Çetin Ünsalan – Deprem…  

Geleneksel ‘sesimi duyan var mı’ günlerimizi geride bıraktık. Televizyon kanallarından, gazetelerde, aklınıza gelen her yerde, hatta vatandaş sohbetlerinde, sosyal medyada 17 Ağustos 1999 yılında yaşanan deprem hatırlandı. Kayıplar anıldı; yapılması gerekenler sıralandı ve saatler 18 Ağustos’a döndüğü anda da unutuldu.

Yıllık anma ama hiçbir şey yapmama faaliyetimizi, 17. yılında da itinayla yerine getirdik. Bu arada ölen öldüğüyle kalırken, o tarihten beri cebimize uzanan elin topladığı paraların ne olduğu konusunda yine fikir sahibi olamadık.

Daha da kötüsü, hiçbir hazırlık yapmamış olmamızı eleştirirken, bir gün sonrasında 17 Ağustos 2017’ye kadar görevimizi tamamlamış olmanın huzuru içerisinde başka gündemlerimize döndük.

Eğer bir yerde deprem arıyorsunuz; tam da burada yanıtını bulmalısınız. Soma yaşandı yer gök inledi, deprem oldu ve sonrasında hiçbir şey olmamış gibi davranıldı. Ülkede tüm gün boyunca elektrikler kesildi; herkes gerekli eleştiri dozunu sergiledikten sonra, nedeni ortaya çıkarılamadı.

Ülkede terör faaliyeti oldu; unutuldu. Kalkışma girişimi oldu; unutulmak yerine olay sadece bir magazin tadında kıymeti kendinden menkul sanatçıların tartışma konusu yapıldı. Ödemelerde sıkıntılar arttı, konuşulmadı. İflas mahkemelerine erteleme talepleri patladı; OHAL ile birlikte konu kapandı.
*****
• **İstenen görev 1**:
Deprem yazısına göre aşağıdaki soruları yanıtlayın.
(a) Anılan deprem hangi tarihte yaşanmıştır?
(b) Ülkede tüm gün boyunca ne kesilmiştir?
(c) İflas mahkemelerine yapılan erteleme talepleri konusu neyle birlikte kapanmıştır?
• **İstenen görev 2**: Deprem yazısından, "Çetin Ünsalan –" sözcüklerinin geçtiği yerden başlayıp "fikir sahibi olamadık." sözcüklerinden sonra biten bölümü alıntılayın.
• **İstenen görev 3**: Deprem yazısını son cümlesinden sonra devam ettirerek yazın.

• **Kayıtlı veriler**:
*****
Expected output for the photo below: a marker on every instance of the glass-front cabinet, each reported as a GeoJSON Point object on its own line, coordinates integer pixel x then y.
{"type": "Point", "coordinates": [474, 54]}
*****
• **Doğru yanıt 1**:
(a) 17 Ağustos 1999
(b) Elektrikler
(c) OHAL ile

• **Doğru yanıt 2**:
Çetin Ünsalan – Deprem…  

Geleneksel ‘sesimi duyan var mı’ günlerimizi geride bıraktık. Televizyon kanallarından, gazetelerde, aklınıza gelen her yerde, hatta vatandaş sohbetlerinde, sosyal medyada 17 Ağustos 1999 yılında yaşanan deprem hatırlandı. Kayıplar anıldı; yapılması gerekenler sıralandı ve saatler 18 Ağustos’a döndüğü anda da unutuldu.

Yıllık anma ama hiçbir şey yapmama faaliyetimizi, 17. yılında da itinayla yerine getirdik. Bu arada ölen öldüğüyle kalırken, o tarihten beri cebimize uzanan elin topladığı paraların ne olduğu konusunda yine fikir sahibi olamadık.

• **Doğru yanıt 3**:
İşsizlik patladı bir gün; enflasyon açıklandı bir gün; dolar patladı bir gün; Zarrab tutuklandı bir gün; insanlar senelerce kumpaslara kurban edildi, bitmesiyle birlikte bir gün; Milli Takım gözümüzün içine baka baka elendi bir gün; asansör faciası yaşandı bir gün; şehitler verildi bir gün; hukuka kıyıldı bir gün… Sonu yok örneklerin; hep bir gün yaşıyoruz.

Bir deprem kuşağında, farklı konularda deprem anını yaşayan sonra olayın aslını araştırmadan, takibini yapmadan unutan, medyanın kendisine sunduğu konuya dönüp, sosyal medya hesaplarından yağdıran, ama bir gün sonra onu da unutan bir toplum haline dönüştük.

Her gün farklı bir deprem yaşıyor 24 saat sonra bambaşka bir gündem içinde buluyoruz kendimizi. Ancak ara sıra hatırlıyor; gerekli kınamalarımızı yapıyor; ama bu sorunların giderilmesi ya da ortaya çıkarılması için hiçbir vatandaşlık örneği sergilemiyoruz.

Aslında yüzde 99’u deprem kuşağında olan ülkemin insanları her olay gibi büyük depremi de bir gün yaşıyor. Sonra ne o günden çıkarması gereken dersi konuşuyor; ne güvenliği için toplanan paraların nereye gittiğini sorguluyor.

Nitekim bu yıl da gerekli anmalarımızın ardından bambaşka gündemlerin içine sürüklendik bile. Seneye görüşmek üzere, Türkiye’nin depreme hazırlık sorunu ile gündemi kapatıyoruz. Bu ülkede büyük depremler oluyor; hem de her gün. Ama sorun kendinize bu fotoğraf içinde deprem nerede oluyor?

Toprağın altında da mı; esir düşmüş beyinlerimizde mi?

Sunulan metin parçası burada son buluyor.